## What you will do:
Return every line of the data below verbatim, with no changes.

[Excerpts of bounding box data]

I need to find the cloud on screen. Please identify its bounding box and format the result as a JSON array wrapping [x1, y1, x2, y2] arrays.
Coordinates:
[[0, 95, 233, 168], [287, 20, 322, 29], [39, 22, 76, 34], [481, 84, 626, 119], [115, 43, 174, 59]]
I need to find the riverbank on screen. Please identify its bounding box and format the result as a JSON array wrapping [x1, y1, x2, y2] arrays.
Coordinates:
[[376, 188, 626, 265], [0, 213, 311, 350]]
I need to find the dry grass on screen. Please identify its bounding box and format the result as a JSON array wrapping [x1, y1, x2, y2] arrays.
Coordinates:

## Response to the task:
I need to find the cloud on screen. Please identify its bounding box and format the result as a JSON array wrapping [x1, y1, x2, y2] arrays.
Coordinates:
[[0, 95, 233, 168], [287, 20, 322, 29], [39, 22, 76, 34], [481, 84, 626, 119], [115, 43, 174, 59]]
I need to find the riverbank on screen. Please identify its bounding box and format the result as a JSON array wrapping [x1, y1, x2, y2] arrays.
Coordinates:
[[376, 188, 626, 265], [0, 213, 311, 350]]
I need to find the dry grass on screen. Please identify its bounding box and format the result as a JSON array wrapping [x1, y1, x2, y2] arrays.
Coordinates:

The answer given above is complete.